Instruksi Kerja: Kutip tanpa perubahan bagian teks tentang perkembangan otak bayi, mulai dari "Respon yang penuh kasih terhadap" sampai dengan "dan fungsi otaknya.".

Pada saat dilahirkan, seorang bayi memiliki 100 milyar sel di otaknya. Akan tetapi, koneksi di antara sel-sel otak tersebut belum terbentuk secara optimal. Seiring dengan sang bayi bergerak, mempersepsikan sesuatu serta merasakan emosi, maka koneksi antar sel otak tersebut terbangun. Pengalaman yang berbeda akan menghasilkan menghasilkan jalur koneksi antar sel otak yang berbeda. Hal itu berarti, pada seorang bayi, sel-sel otak mana yang terkoneksi akan sangat ditentukan oleh pengalaman individual bayi tersebut. Misalnya, pada diri seorang bayi yang dibesarkan di ruangan yang gelap, tidak akan terbentuk jalur koneksi antar sel otak yang memungkinkannya untuk memiliki kemampuan penglihatan yang normal.
Respon yang penuh kasih terhadap berbagai kebutuhan bayi biasanya akan berpengaruh positif terhadap terbentuknya jalur koneksi antar sel otak, yang memungkinkan sang bayi untuk memahami cara kerja hubungan yang sehat dan penuh kasih. Akan tetapi, bayi yang tidak mengalami respon yang penuh kasih dari orangtua atau pengasuh utamanya, yang jarang digendong, sering diresponi dengan kata-kata kasar, diperlakukan dengan kasar, umumnya akan berkembang menjadi bayi yang penuh ketakutan dan kecemasan. Keberadaan emosi negatif tersebut dalam jangka waktu panjang akan menggangu struktur dan fungsi otaknya.

Data yang Diberikan:
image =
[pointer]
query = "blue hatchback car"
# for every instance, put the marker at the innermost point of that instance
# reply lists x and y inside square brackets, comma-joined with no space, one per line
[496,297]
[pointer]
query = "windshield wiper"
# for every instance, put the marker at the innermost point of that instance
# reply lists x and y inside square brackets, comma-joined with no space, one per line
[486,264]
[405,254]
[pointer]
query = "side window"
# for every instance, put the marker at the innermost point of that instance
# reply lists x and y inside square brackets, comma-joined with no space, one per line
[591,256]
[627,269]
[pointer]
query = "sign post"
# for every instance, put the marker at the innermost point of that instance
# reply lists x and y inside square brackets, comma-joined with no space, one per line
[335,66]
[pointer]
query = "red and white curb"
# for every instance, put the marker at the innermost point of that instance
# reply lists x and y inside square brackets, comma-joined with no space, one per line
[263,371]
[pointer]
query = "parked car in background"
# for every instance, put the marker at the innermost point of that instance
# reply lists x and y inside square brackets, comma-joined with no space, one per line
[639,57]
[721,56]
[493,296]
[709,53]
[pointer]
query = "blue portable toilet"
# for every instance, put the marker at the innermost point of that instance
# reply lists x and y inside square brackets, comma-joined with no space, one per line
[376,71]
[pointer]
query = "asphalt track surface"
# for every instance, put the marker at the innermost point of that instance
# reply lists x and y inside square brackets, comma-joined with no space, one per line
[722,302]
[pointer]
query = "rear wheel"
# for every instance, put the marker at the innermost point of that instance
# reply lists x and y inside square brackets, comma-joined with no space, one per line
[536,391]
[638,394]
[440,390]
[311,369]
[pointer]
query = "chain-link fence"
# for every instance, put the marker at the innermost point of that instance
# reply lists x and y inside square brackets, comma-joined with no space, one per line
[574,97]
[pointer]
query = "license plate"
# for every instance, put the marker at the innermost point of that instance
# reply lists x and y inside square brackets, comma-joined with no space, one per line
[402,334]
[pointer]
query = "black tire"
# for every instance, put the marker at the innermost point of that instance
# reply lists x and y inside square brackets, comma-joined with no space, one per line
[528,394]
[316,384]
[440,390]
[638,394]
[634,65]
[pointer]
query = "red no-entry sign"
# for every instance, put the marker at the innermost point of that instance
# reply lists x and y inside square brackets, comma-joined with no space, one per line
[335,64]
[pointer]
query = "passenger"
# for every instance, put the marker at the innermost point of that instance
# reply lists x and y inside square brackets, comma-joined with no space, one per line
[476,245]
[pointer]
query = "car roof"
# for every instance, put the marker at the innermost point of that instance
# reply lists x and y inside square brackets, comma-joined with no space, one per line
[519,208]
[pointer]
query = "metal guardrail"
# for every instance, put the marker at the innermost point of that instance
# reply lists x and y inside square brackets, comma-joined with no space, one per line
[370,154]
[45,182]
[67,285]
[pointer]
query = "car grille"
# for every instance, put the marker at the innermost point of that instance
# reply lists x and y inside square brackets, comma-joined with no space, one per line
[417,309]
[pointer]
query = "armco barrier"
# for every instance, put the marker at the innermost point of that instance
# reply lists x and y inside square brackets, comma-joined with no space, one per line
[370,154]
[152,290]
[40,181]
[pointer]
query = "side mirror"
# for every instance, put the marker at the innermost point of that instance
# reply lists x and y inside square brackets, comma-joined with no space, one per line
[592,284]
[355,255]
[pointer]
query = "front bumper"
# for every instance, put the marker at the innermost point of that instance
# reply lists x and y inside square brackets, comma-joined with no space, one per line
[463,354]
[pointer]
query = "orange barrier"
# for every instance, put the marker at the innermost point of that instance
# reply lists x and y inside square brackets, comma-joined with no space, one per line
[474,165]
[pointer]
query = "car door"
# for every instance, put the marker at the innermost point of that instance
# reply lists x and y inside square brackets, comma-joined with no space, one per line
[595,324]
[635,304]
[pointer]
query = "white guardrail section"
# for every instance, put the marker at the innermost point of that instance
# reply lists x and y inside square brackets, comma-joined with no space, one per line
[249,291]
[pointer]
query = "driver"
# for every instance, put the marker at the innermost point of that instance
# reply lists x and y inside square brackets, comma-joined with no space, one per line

Hasil Tugas:
Respon yang penuh kasih terhadap berbagai kebutuhan bayi biasanya akan berpengaruh positif terhadap terbentuknya jalur koneksi antar sel otak, yang memungkinkan sang bayi untuk memahami cara kerja hubungan yang sehat dan penuh kasih. Akan tetapi, bayi yang tidak mengalami respon yang penuh kasih dari orangtua atau pengasuh utamanya, yang jarang digendong, sering diresponi dengan kata-kata kasar, diperlakukan dengan kasar, umumnya akan berkembang menjadi bayi yang penuh ketakutan dan kecemasan. Keberadaan emosi negatif tersebut dalam jangka waktu panjang akan menggangu struktur dan fungsi otaknya.